Work required → In the records below, repeat word for word only the lines starting at the one that contains "One marker per instance, like [392,454]." and ending at the one that contains "One marker per instance, like [40,147].", pictures excluded.

Data for this task →
________

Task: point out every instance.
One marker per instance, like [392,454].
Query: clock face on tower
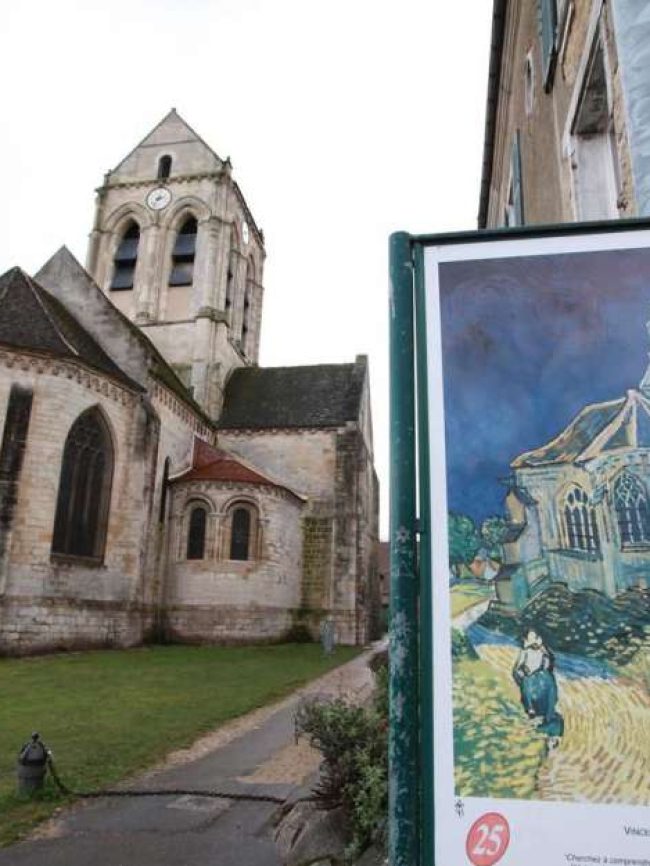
[159,198]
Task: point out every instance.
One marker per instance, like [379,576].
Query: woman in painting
[533,673]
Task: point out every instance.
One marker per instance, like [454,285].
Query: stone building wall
[217,598]
[544,120]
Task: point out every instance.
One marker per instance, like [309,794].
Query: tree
[464,541]
[493,533]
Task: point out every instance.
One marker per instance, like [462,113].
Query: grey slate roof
[580,433]
[30,318]
[325,395]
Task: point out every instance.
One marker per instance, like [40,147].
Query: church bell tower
[177,250]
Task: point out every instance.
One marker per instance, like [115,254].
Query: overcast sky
[344,121]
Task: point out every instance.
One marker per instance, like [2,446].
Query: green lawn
[106,714]
[466,595]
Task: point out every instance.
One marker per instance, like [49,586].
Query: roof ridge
[36,289]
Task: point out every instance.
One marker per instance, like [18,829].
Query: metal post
[427,812]
[403,838]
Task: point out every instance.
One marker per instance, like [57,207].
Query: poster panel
[539,418]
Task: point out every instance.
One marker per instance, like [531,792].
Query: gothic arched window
[164,167]
[243,531]
[84,488]
[126,257]
[196,532]
[182,271]
[632,511]
[580,521]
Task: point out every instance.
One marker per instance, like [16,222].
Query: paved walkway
[255,754]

________

Expected output →
One marker per instance, like [392,454].
Query: clock face on tower
[159,198]
Task: point out every instance.
One marker per instance, like [379,576].
Query: woman in painting
[533,673]
Task: point out every instance.
One marker per instance, like [454,285].
Query: stone building wall
[217,598]
[544,120]
Task: point out every instance.
One marker per instance, like [309,794].
Query: tree
[464,541]
[493,533]
Task: point out every instance.
One marker per instance, like [462,113].
Query: grey slate roof
[580,433]
[30,318]
[325,395]
Task: point out every instance.
One marker per instance, like [40,147].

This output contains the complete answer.